* _PROBLEM_
With both ends included, repeat exactly the lines of the entries below from the one containing "Target: black shoe" down to the one containing "Target: blue sweatshirt", and no others.

——————————

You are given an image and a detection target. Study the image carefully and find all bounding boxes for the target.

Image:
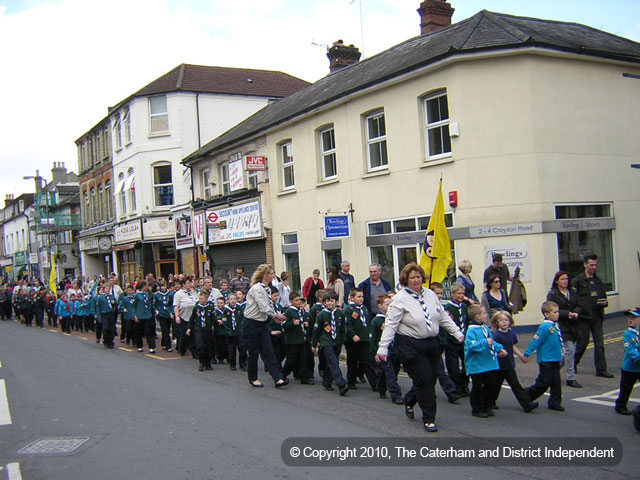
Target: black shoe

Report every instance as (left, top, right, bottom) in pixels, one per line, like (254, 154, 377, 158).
(211, 359, 218, 365)
(339, 384, 349, 396)
(240, 366, 247, 371)
(615, 406, 631, 415)
(472, 411, 489, 418)
(230, 366, 237, 371)
(548, 405, 565, 412)
(424, 423, 438, 433)
(348, 384, 357, 390)
(379, 391, 387, 399)
(448, 393, 461, 404)
(392, 398, 404, 405)
(596, 371, 614, 378)
(523, 402, 539, 413)
(566, 380, 583, 388)
(458, 390, 470, 398)
(357, 376, 366, 384)
(300, 380, 315, 385)
(275, 378, 289, 388)
(198, 365, 205, 371)
(324, 385, 334, 391)
(485, 409, 495, 417)
(403, 398, 415, 420)
(490, 403, 499, 410)
(205, 365, 213, 371)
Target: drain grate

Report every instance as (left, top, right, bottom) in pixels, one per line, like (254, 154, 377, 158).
(18, 437, 90, 455)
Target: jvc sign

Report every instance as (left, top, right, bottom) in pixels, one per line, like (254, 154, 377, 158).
(324, 216, 350, 239)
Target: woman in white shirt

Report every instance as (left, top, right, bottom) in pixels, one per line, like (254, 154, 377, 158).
(173, 278, 198, 356)
(376, 262, 463, 433)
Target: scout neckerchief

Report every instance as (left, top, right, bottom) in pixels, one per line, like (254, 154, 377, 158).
(323, 307, 337, 340)
(544, 319, 565, 355)
(157, 290, 169, 308)
(481, 324, 495, 359)
(349, 302, 367, 328)
(291, 306, 306, 335)
(404, 288, 432, 328)
(225, 305, 237, 330)
(197, 303, 207, 328)
(449, 300, 465, 334)
(626, 327, 639, 353)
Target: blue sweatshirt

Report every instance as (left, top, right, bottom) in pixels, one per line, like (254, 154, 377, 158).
(464, 322, 503, 374)
(622, 327, 640, 372)
(524, 320, 563, 363)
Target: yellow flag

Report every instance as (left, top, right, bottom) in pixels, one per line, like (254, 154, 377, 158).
(419, 180, 451, 285)
(49, 252, 57, 297)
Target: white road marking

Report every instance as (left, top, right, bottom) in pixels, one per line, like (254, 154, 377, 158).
(501, 384, 549, 396)
(0, 360, 2, 368)
(573, 384, 640, 407)
(0, 380, 12, 426)
(7, 463, 22, 480)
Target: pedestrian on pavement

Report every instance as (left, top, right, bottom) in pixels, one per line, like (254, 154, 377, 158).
(358, 264, 391, 316)
(455, 260, 479, 304)
(302, 269, 325, 307)
(547, 271, 582, 388)
(230, 267, 251, 296)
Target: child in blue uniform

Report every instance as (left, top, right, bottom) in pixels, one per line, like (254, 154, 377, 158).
(465, 304, 506, 418)
(344, 287, 377, 390)
(490, 310, 538, 413)
(268, 287, 285, 369)
(214, 296, 227, 364)
(96, 285, 118, 348)
(118, 287, 136, 345)
(133, 281, 156, 354)
(614, 309, 640, 415)
(281, 292, 314, 384)
(55, 292, 73, 333)
(154, 282, 174, 352)
(523, 301, 565, 412)
(188, 291, 216, 371)
(370, 293, 403, 403)
(223, 293, 243, 370)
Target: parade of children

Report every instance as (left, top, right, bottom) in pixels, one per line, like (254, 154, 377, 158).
(1, 258, 631, 435)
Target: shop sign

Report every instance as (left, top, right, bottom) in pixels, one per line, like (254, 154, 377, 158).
(79, 238, 99, 251)
(114, 220, 142, 243)
(143, 217, 175, 240)
(14, 251, 27, 266)
(206, 201, 262, 244)
(484, 243, 532, 283)
(193, 213, 205, 246)
(175, 213, 194, 249)
(470, 222, 542, 238)
(324, 216, 350, 239)
(229, 159, 244, 192)
(246, 156, 267, 171)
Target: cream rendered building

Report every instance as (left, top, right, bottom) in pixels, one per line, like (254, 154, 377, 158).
(185, 9, 640, 326)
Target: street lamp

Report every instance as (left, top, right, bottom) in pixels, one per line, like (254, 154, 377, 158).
(23, 172, 53, 284)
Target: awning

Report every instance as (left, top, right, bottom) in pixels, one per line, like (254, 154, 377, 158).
(124, 174, 135, 191)
(112, 242, 138, 252)
(114, 177, 125, 194)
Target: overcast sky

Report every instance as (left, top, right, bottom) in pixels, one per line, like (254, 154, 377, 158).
(1, 0, 639, 201)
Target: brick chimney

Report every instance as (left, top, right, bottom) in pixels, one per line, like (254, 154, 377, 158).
(51, 161, 68, 186)
(327, 40, 361, 74)
(418, 0, 455, 35)
(5, 194, 14, 208)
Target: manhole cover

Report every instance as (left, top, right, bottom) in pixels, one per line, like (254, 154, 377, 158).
(18, 437, 90, 454)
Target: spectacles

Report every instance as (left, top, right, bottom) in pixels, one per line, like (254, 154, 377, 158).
(492, 279, 501, 283)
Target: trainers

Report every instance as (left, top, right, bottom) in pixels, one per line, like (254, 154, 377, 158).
(137, 348, 144, 352)
(149, 349, 155, 354)
(167, 348, 173, 352)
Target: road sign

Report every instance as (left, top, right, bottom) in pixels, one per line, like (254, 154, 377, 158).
(207, 211, 219, 224)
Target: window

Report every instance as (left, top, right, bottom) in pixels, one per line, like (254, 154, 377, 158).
(127, 168, 136, 212)
(105, 180, 112, 220)
(366, 111, 388, 170)
(84, 190, 90, 226)
(149, 95, 168, 133)
(153, 164, 174, 207)
(555, 203, 616, 292)
(320, 127, 337, 180)
(80, 142, 87, 171)
(116, 172, 126, 216)
(98, 183, 104, 223)
(103, 125, 110, 158)
(424, 91, 451, 159)
(280, 142, 294, 190)
(91, 188, 97, 225)
(324, 249, 342, 272)
(370, 245, 395, 287)
(88, 137, 94, 164)
(95, 131, 102, 163)
(123, 108, 131, 144)
(282, 233, 300, 294)
(220, 163, 230, 195)
(202, 169, 213, 199)
(113, 116, 122, 150)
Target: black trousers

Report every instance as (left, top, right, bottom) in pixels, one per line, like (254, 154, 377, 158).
(575, 316, 608, 374)
(444, 342, 468, 392)
(470, 370, 501, 414)
(102, 313, 116, 348)
(119, 313, 127, 341)
(95, 320, 103, 342)
(526, 361, 562, 408)
(492, 368, 532, 408)
(243, 318, 283, 383)
(215, 333, 228, 362)
(321, 345, 347, 388)
(282, 343, 311, 381)
(157, 316, 172, 349)
(60, 315, 72, 333)
(177, 320, 191, 355)
(616, 369, 640, 409)
(376, 354, 402, 401)
(345, 341, 377, 388)
(84, 314, 94, 332)
(226, 335, 240, 367)
(395, 334, 440, 424)
(194, 329, 214, 367)
(33, 306, 45, 328)
(270, 333, 285, 367)
(134, 317, 156, 350)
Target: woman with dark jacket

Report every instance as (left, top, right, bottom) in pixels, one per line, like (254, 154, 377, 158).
(547, 271, 582, 388)
(480, 274, 511, 316)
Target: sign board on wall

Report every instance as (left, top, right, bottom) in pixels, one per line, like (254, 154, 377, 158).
(142, 217, 176, 240)
(324, 216, 350, 239)
(175, 213, 194, 250)
(114, 220, 142, 244)
(193, 213, 204, 246)
(79, 238, 99, 251)
(484, 243, 531, 283)
(246, 156, 267, 171)
(206, 201, 262, 244)
(229, 160, 244, 192)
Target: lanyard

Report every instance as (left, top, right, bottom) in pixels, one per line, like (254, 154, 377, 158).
(404, 288, 432, 328)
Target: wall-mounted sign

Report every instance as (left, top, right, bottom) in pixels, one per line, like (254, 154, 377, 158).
(193, 213, 204, 246)
(206, 201, 262, 244)
(484, 243, 532, 283)
(114, 220, 142, 244)
(324, 216, 350, 239)
(142, 217, 175, 240)
(246, 156, 267, 171)
(229, 159, 244, 192)
(80, 238, 99, 251)
(470, 223, 542, 238)
(175, 213, 194, 250)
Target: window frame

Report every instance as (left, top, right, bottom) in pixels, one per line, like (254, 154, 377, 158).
(202, 169, 213, 199)
(365, 110, 388, 172)
(152, 163, 174, 208)
(319, 126, 337, 181)
(123, 107, 132, 145)
(113, 116, 122, 151)
(280, 141, 295, 191)
(220, 163, 230, 196)
(149, 95, 169, 134)
(424, 91, 451, 160)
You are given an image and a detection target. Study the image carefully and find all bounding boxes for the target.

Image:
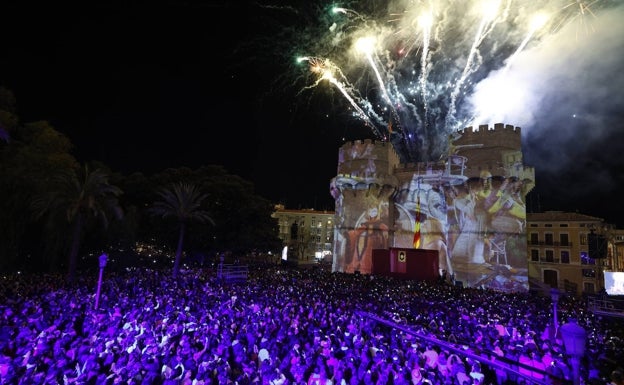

——————————

* _ANSWER TO THE PROBLEM_
Target: black shoe

Report every instance as (left, top, right, bottom) in pixels, one per line, like (254, 154, 377, 158).
(211, 359, 218, 365)
(339, 384, 349, 396)
(240, 366, 247, 371)
(615, 406, 631, 415)
(472, 411, 489, 418)
(230, 366, 237, 371)
(548, 405, 565, 412)
(424, 423, 438, 433)
(348, 384, 357, 390)
(379, 391, 387, 399)
(448, 393, 461, 404)
(392, 398, 404, 405)
(596, 371, 614, 378)
(523, 402, 539, 413)
(566, 380, 583, 388)
(458, 390, 470, 398)
(357, 376, 366, 384)
(300, 380, 315, 385)
(275, 378, 289, 388)
(198, 365, 205, 371)
(324, 385, 334, 391)
(485, 409, 495, 417)
(403, 398, 415, 420)
(490, 403, 499, 410)
(205, 365, 213, 371)
Target: drain grate

Report every instance as (left, top, right, bottom) in pixels, one per line, like (254, 154, 377, 158).
(18, 437, 90, 455)
Target: jvc sign

Report every instance as (left, top, right, bottom) in pixels, one per line, like (254, 154, 377, 158).
(324, 216, 350, 239)
Target: woman in white shirt

Report every instance as (left, top, right, bottom) in pixels, one per line, like (254, 154, 377, 158).
(173, 278, 198, 356)
(376, 262, 463, 433)
Target: scout neckerchief

Report every instance as (left, top, right, bottom) in pixels, one per line, like (254, 154, 377, 158).
(323, 307, 337, 340)
(544, 319, 565, 355)
(157, 290, 169, 308)
(481, 324, 495, 359)
(349, 302, 367, 328)
(291, 306, 306, 335)
(404, 288, 432, 328)
(225, 305, 237, 330)
(197, 303, 207, 328)
(449, 300, 465, 334)
(626, 327, 639, 353)
Target: blue sweatshirt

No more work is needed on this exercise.